>>

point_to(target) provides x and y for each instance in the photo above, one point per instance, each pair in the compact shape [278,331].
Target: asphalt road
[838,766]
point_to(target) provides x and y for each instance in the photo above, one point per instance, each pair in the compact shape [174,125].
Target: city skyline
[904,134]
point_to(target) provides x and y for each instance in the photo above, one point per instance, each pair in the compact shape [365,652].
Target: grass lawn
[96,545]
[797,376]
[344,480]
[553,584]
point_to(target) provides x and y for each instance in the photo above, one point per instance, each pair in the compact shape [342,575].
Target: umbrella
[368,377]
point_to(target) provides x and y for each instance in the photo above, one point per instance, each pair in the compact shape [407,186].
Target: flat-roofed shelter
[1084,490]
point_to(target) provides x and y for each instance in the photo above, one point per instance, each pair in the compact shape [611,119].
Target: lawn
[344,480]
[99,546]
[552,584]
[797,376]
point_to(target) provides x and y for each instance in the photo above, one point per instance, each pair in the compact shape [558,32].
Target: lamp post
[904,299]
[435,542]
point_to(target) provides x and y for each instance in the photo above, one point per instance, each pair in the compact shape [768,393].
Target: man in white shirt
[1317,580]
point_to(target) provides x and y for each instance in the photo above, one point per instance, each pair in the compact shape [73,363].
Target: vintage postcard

<<

SHORT PROBLEM:
Reproduce the entire listing above word for word, leaving out nothing.

FULL OUTPUT:
point_to(target) provides x and y for each instance in the photo above, one point per instance, each pair in the compact shape [278,331].
Target: asphalt road
[838,766]
point_to(target) provides x and y for each instance in the photo above, one point per instance, each pair in the compact shape [174,125].
Target: city skyline
[904,134]
point_to(target) provides x and y for each instance in the photo above, one point per instance, each pair in the compact shape [365,652].
Target: grass lawn
[96,545]
[797,376]
[344,480]
[553,584]
point_to(target) provides x and y for each instance in the photo above, one point per instance, each pair in the compact shape [342,575].
Target: umbrella
[368,377]
point_to(target) provides x and y for each instance in the photo above, one point per instance, each pair in the compact shape [407,186].
Target: flat-roofed shelter
[1084,490]
point_to(target) provides x and y for each instance in the photo above, one point per instance, each pair in the compact shape [611,119].
Target: lawn
[344,480]
[99,546]
[552,584]
[797,376]
point_to(target) provides x and y for each instance in the photo above, one point per instance, each pair in the compact shape [558,32].
Target: lamp post
[904,299]
[435,542]
point_to(target) provides x and y for each instance in the photo above, one point per instance, each pair in the compact shape [768,393].
Target: man in white shirt
[1317,580]
point_to(target) provides x and y for each instance in the photo above, one point per instance, each pair in the compact shape [73,363].
Target: vintage postcard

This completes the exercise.